Give the entries as a Markdown table with the columns Row and Line, starting at the line that contains "Where can the tall" and ending at the last line of the entries, both included. Number each row and skip blank lines.

--- START ---

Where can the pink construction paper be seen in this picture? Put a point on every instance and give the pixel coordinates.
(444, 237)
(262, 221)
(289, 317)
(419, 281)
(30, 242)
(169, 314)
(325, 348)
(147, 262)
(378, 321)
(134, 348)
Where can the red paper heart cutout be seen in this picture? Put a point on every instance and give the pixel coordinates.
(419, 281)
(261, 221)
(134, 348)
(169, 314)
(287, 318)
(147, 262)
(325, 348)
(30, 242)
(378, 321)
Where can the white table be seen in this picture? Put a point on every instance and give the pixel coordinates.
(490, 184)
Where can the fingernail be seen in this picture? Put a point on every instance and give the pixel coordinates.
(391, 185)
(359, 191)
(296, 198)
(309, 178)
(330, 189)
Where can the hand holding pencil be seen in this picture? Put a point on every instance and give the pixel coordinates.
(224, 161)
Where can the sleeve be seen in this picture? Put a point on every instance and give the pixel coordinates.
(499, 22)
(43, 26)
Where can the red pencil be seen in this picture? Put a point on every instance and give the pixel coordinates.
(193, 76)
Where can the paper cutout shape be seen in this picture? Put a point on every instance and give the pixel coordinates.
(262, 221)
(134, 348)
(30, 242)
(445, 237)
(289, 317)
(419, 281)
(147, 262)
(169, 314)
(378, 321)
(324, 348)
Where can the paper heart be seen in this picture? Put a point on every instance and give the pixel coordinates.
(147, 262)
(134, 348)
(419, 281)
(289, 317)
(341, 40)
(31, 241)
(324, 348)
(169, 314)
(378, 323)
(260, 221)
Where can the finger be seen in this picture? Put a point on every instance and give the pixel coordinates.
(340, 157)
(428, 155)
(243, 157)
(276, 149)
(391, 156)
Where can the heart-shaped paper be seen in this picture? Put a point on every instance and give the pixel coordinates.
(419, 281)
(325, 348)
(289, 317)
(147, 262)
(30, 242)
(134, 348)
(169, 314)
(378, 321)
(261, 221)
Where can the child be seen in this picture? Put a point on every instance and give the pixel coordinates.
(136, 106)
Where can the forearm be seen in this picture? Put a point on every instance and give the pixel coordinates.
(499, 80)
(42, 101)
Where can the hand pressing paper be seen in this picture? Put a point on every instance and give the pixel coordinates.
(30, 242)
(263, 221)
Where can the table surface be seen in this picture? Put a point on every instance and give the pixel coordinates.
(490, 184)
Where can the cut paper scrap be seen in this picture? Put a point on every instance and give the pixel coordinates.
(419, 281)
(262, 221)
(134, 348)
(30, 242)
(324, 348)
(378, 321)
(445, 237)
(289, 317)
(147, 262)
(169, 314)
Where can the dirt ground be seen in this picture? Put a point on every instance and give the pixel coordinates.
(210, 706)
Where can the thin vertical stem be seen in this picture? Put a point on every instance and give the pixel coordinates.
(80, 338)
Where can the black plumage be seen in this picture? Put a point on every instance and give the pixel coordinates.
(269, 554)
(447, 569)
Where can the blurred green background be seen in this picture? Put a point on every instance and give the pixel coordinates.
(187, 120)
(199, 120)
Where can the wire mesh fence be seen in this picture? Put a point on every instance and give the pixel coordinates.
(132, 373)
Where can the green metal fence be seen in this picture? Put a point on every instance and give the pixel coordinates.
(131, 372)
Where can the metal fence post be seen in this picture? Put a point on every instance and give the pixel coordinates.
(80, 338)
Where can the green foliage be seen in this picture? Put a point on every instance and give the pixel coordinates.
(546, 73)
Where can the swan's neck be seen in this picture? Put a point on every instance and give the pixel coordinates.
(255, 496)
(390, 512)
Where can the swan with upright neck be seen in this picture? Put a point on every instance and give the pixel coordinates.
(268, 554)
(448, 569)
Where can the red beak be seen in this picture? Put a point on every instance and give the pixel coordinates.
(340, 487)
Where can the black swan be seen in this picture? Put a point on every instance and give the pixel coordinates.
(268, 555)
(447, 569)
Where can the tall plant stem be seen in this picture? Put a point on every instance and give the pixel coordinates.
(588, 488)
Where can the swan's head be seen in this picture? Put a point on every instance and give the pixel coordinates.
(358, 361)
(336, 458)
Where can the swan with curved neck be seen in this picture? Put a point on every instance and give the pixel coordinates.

--- END ---

* _Expected answer_
| Row | Line |
|---|---|
| 1 | Where can the tall plant stem be seen in this picture? Put a point on every instance and give the pixel coordinates. |
| 2 | (588, 488) |
| 3 | Where can the swan's head be seen in this picture? Put a point on every instance and give the pixel coordinates. |
| 4 | (358, 361) |
| 5 | (336, 458) |
| 6 | Where can the swan with curved neck be seen in this picture? Put a point on every instance and give the pixel coordinates. |